OBJECTIF VISÉ :: Recopiez à l'identique le passage de l'entretien ci-dessous qui commence par « La déclaration publiée » et se poursuit jusqu'à « barreau comme lui. ».

:: TEXTE RETENU ::

Le départ des députés de l’opposition n’a presque rien changé pour le moment du moment où la Commission électorale continue de dérouler son chronogramme. Maintenez-vous toujours votre demande de départ de Salif Kébé à la tête de cette institution ?

La déclaration publiée demandant la révocation de Salif kébé a été faite après un consensus avec les partis de l’opposition même si le document a été signé par Sidya Touré et moi. Parce que Kébé a violé son serment parce qu’il ne s’est pas montré indépendant. Lorsqu’Alpha Condé lui a dit qu’il faut les élections avant la fin de l’année, en tant qu’expert électoral il savait pertinemment que c’est impossible. Mais il a obéi aux ordres d’Alpha Condé sachant que c’est impossible d’aller au scrutin le 28 décembre 2019. Il a obéi à un ordre illégal du président, si demain Alpha lui demande de publier des résultats qui lui sont favorables il va le faire. Il a failli à son serment et violé le code électoral. Toutes ces fautes cumulées méritent qu’on le change. Nous exigeons qu’il soit remplacé par un autre cadre issu du barreau comme lui. 

Le FNDC appelle à une nouvelle manifestation, avez-vous un appel particulier ?

J’appelle tous les citoyens épris de démocratie, de justice et de paix à se mobiliser massivement pour participer à cette marche pacifique qui je rappelle a déjà été autorisée. Les lettres sont reçues au siège du FNDC autorisant la manifestation. Des réunions se tiennent au Gouvernorat pour définir les modalités d’encadrement de la manifestation. J’invite tous les citoyens à venir massivement participer à cette marche qui se déroulera sur l’itinéraire de la Tannerie Kondébounyi, Hamdallaye et stade comme la marche du 24 octobre. 

Votre garde-corps touché a indiqué que c’est votre personne qui était visée. N’avez-vous pas des craintes pour votre sécurité ?

:::
:: DONNÉES FOURNIES ::

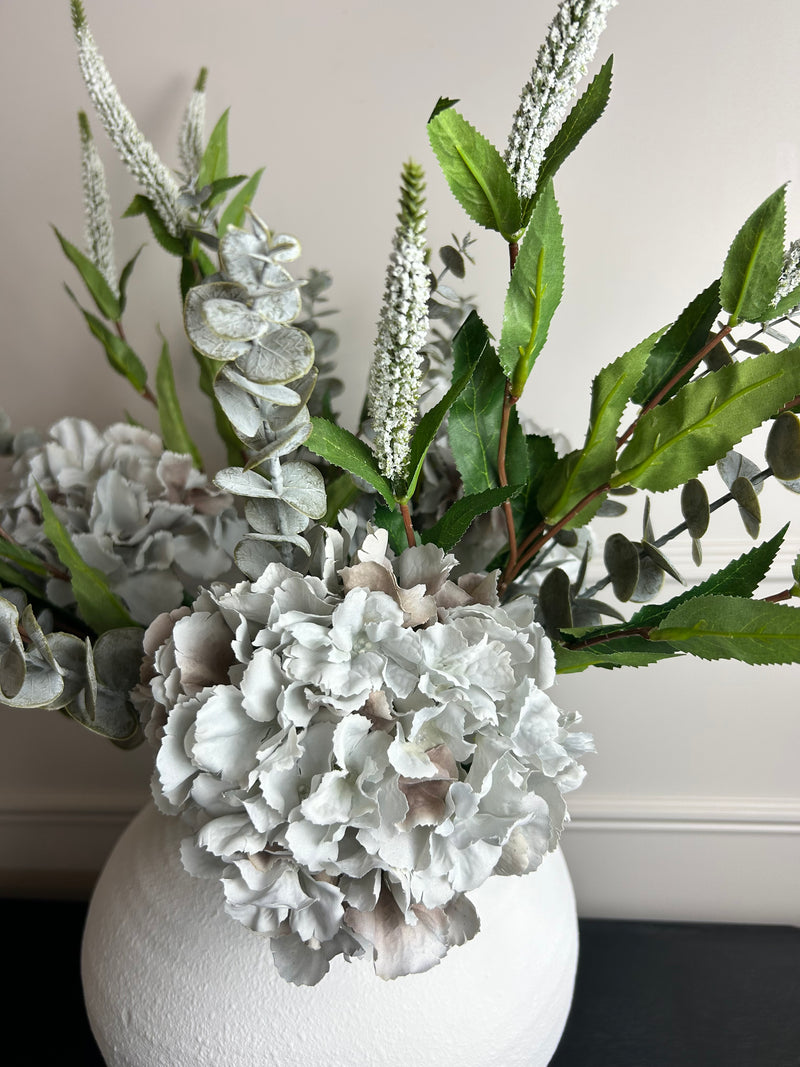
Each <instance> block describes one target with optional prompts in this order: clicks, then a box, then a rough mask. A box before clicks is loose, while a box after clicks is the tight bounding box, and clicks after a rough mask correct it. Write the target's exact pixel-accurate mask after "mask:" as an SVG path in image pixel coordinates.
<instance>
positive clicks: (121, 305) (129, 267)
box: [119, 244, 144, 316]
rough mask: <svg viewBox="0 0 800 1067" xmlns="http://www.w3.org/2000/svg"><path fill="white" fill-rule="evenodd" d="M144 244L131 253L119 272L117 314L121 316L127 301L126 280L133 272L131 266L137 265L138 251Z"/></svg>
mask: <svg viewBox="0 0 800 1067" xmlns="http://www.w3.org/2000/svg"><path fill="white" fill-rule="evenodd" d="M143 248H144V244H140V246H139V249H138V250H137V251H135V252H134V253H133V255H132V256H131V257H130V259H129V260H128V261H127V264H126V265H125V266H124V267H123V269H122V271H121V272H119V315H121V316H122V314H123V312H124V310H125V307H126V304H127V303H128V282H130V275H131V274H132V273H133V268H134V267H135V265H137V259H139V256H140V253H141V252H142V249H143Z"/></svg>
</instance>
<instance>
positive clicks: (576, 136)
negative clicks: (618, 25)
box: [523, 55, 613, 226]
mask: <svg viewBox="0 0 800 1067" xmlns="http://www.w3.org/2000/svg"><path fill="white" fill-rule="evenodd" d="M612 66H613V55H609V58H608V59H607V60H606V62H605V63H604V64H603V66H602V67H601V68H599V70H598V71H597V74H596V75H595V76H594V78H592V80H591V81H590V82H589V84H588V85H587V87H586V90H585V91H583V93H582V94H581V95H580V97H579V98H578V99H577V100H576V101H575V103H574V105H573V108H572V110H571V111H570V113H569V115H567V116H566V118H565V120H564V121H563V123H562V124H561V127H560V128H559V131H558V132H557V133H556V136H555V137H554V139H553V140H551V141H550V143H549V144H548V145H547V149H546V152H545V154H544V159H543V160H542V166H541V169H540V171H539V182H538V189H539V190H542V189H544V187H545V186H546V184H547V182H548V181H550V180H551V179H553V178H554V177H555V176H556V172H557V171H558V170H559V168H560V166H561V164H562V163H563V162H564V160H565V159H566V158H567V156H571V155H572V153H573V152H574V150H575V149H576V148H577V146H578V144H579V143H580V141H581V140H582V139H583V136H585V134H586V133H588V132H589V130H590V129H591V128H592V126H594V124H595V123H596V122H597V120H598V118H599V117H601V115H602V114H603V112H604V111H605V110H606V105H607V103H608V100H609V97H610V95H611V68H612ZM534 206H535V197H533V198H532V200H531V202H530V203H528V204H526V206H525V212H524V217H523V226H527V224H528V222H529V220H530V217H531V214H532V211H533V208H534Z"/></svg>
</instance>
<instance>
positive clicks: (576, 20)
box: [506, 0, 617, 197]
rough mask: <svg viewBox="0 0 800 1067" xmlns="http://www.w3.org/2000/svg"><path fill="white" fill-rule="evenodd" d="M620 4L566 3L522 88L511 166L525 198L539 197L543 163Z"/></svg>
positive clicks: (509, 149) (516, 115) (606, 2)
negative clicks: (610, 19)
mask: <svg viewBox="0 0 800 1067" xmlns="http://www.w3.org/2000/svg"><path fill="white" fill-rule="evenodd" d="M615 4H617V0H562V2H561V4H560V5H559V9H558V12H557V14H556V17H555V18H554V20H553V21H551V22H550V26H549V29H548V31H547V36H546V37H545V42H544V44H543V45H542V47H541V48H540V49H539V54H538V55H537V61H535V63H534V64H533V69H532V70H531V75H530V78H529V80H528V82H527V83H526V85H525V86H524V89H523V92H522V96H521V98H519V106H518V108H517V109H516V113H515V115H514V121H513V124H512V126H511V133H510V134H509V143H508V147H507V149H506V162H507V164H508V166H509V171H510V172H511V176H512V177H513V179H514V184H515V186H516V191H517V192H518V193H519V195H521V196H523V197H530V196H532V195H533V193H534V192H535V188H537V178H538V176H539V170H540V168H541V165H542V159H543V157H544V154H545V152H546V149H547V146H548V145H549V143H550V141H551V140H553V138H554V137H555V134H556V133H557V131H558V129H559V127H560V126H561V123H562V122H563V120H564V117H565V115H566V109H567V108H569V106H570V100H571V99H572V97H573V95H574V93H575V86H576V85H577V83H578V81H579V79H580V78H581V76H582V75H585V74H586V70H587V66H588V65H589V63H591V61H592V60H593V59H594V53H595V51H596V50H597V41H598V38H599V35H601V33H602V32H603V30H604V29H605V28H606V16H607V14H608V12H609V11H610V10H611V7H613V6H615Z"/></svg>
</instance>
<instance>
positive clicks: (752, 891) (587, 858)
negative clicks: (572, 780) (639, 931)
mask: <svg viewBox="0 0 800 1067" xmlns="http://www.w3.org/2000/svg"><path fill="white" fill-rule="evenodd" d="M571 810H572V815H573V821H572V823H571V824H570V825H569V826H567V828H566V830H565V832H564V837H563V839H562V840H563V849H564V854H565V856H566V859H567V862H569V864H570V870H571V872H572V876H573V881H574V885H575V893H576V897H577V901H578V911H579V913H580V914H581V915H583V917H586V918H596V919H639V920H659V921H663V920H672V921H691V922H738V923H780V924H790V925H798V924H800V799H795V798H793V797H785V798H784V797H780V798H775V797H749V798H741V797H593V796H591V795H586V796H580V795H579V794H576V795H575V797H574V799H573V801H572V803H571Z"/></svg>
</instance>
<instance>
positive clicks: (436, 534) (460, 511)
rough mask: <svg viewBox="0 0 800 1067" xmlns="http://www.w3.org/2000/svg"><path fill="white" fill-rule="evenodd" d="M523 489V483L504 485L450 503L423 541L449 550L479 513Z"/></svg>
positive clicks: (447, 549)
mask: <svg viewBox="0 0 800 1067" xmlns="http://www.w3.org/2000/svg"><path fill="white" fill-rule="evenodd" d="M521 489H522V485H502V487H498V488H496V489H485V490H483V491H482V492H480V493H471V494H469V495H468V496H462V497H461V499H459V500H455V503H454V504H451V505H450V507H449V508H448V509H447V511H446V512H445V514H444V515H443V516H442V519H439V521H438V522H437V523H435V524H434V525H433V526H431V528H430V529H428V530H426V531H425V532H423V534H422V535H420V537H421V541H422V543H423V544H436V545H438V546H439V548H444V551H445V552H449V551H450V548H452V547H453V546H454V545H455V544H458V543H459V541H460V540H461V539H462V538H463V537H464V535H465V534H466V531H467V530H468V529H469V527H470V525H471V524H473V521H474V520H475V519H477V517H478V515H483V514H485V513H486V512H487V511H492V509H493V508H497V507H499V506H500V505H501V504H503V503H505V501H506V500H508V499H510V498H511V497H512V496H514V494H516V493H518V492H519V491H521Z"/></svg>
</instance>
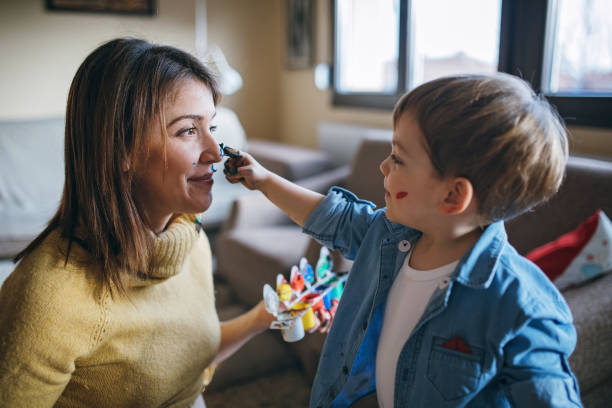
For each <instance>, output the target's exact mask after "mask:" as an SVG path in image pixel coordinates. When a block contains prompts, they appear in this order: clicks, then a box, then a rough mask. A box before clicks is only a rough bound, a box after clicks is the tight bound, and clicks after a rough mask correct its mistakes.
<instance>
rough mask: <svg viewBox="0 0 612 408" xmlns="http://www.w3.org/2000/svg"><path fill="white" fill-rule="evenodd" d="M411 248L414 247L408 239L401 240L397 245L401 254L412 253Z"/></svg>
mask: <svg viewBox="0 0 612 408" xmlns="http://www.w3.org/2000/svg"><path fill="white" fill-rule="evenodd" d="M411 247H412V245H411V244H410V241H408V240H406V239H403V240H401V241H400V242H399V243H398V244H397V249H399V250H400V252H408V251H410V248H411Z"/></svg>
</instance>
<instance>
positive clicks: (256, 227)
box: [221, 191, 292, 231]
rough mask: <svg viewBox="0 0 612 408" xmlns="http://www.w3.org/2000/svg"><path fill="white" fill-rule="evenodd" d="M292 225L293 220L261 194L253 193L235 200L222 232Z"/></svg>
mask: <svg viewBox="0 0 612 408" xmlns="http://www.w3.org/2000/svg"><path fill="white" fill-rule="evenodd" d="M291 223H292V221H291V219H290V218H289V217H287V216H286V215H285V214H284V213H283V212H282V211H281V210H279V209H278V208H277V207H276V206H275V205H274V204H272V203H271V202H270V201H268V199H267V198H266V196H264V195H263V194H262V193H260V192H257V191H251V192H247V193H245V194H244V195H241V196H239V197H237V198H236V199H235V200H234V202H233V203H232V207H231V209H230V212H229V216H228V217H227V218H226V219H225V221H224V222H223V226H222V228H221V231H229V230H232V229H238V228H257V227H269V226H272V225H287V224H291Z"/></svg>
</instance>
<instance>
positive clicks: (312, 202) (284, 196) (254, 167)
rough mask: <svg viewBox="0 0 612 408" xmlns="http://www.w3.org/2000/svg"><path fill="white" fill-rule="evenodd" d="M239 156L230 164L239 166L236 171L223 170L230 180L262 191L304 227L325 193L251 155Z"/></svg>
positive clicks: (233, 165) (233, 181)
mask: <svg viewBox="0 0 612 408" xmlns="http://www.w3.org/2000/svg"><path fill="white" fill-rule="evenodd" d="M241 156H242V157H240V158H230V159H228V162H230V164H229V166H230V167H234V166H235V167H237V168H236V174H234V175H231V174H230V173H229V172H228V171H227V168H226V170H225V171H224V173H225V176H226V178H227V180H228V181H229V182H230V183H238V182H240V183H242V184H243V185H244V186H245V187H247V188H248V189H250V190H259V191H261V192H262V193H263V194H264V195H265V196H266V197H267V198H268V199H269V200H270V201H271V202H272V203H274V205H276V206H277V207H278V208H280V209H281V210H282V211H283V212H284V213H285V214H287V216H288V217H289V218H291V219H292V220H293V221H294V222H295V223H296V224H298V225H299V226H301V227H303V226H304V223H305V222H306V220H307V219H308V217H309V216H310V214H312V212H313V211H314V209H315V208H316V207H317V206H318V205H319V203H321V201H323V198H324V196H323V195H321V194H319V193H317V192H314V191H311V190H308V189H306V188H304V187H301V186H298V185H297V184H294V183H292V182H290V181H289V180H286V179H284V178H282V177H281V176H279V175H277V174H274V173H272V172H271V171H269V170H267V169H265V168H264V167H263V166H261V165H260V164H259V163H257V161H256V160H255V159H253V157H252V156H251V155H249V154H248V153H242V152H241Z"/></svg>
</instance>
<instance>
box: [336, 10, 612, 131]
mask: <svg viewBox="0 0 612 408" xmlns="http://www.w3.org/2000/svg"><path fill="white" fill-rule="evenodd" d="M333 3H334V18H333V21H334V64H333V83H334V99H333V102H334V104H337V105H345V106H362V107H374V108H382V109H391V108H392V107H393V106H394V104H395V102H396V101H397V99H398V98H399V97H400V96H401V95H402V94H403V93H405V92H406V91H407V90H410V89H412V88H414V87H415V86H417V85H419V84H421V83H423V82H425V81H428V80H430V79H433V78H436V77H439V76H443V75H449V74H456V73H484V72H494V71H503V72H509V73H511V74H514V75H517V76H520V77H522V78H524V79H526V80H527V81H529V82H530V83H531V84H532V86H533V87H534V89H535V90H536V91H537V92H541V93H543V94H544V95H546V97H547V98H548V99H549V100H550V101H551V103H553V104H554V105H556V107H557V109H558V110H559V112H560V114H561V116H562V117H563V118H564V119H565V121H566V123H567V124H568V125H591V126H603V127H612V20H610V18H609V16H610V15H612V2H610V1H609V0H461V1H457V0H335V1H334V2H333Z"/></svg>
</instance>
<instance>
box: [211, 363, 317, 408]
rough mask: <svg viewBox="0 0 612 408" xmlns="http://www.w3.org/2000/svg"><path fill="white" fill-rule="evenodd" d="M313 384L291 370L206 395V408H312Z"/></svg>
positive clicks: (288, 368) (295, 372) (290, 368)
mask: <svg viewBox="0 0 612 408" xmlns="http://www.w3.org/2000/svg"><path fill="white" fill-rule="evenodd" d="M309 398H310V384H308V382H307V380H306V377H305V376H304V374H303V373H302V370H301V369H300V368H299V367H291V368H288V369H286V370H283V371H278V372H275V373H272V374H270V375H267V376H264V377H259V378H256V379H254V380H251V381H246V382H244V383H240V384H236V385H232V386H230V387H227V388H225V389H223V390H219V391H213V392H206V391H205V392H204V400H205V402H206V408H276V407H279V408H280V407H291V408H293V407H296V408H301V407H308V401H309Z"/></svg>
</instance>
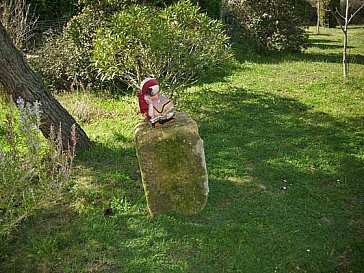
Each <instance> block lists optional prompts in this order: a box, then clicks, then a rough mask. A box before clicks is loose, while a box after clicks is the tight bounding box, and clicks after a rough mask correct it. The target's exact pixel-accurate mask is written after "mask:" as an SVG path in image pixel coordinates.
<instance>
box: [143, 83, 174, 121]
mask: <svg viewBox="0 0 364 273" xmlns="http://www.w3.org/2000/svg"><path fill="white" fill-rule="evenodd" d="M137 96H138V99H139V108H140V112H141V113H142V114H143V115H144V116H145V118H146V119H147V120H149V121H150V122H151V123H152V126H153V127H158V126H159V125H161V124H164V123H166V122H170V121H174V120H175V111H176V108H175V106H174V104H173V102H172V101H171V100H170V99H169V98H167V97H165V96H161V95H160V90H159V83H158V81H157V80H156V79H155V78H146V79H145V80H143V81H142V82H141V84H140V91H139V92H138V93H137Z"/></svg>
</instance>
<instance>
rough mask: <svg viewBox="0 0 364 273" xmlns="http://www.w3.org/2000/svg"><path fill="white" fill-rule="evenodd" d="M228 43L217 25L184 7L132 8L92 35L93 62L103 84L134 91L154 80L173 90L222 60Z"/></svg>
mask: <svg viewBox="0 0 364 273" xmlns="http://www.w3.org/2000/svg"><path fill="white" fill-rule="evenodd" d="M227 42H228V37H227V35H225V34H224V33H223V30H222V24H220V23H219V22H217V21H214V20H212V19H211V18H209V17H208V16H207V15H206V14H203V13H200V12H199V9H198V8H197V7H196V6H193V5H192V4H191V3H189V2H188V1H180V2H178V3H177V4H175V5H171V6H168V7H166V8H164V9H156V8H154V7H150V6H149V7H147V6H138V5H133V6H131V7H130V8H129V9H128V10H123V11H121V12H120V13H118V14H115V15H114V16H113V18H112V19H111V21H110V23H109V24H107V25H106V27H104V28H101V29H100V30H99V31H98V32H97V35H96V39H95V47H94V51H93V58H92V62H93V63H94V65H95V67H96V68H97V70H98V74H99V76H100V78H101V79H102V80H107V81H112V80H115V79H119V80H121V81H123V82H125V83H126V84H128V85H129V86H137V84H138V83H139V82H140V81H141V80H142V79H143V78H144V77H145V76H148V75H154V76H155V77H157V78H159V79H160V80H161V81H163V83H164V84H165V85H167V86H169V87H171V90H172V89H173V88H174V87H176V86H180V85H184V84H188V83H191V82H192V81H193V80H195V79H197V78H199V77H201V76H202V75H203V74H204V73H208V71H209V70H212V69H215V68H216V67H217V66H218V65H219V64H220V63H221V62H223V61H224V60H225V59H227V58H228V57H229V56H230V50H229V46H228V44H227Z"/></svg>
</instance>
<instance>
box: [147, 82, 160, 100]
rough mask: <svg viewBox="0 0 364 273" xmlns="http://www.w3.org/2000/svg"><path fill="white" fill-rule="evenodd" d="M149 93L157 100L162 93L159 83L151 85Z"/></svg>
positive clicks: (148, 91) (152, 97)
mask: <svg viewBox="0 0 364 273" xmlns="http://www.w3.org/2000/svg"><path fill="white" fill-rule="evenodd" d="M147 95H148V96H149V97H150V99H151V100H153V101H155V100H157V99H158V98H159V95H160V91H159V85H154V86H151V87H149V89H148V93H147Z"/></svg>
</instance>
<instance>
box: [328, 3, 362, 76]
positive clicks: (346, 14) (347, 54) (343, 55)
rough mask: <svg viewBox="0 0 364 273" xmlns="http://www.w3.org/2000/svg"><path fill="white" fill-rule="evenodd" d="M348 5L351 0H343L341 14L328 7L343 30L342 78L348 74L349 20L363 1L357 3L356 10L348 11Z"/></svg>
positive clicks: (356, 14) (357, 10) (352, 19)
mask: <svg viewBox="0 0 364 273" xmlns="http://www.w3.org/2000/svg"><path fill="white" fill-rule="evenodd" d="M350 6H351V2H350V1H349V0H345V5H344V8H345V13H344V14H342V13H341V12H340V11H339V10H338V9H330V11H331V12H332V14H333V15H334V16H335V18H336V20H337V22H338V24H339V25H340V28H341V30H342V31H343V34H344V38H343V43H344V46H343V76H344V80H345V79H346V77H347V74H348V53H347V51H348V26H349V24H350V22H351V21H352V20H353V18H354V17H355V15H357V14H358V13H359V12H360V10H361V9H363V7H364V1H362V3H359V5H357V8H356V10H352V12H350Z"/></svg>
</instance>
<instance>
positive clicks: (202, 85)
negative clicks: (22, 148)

:::

SOLUTION PROPOSÉE ::
La déclaration publiée demandant la révocation de Salif kébé a été faite après un consensus avec les partis de l’opposition même si le document a été signé par Sidya Touré et moi. Parce que Kébé a violé son serment parce qu’il ne s’est pas montré indépendant. Lorsqu’Alpha Condé lui a dit qu’il faut les élections avant la fin de l’année, en tant qu’expert électoral il savait pertinemment que c’est impossible. Mais il a obéi aux ordres d’Alpha Condé sachant que c’est impossible d’aller au scrutin le 28 décembre 2019. Il a obéi à un ordre illégal du président, si demain Alpha lui demande de publier des résultats qui lui sont favorables il va le faire. Il a failli à son serment et violé le code électoral. Toutes ces fautes cumulées méritent qu’on le change. Nous exigeons qu’il soit remplacé par un autre cadre issu du barreau comme lui.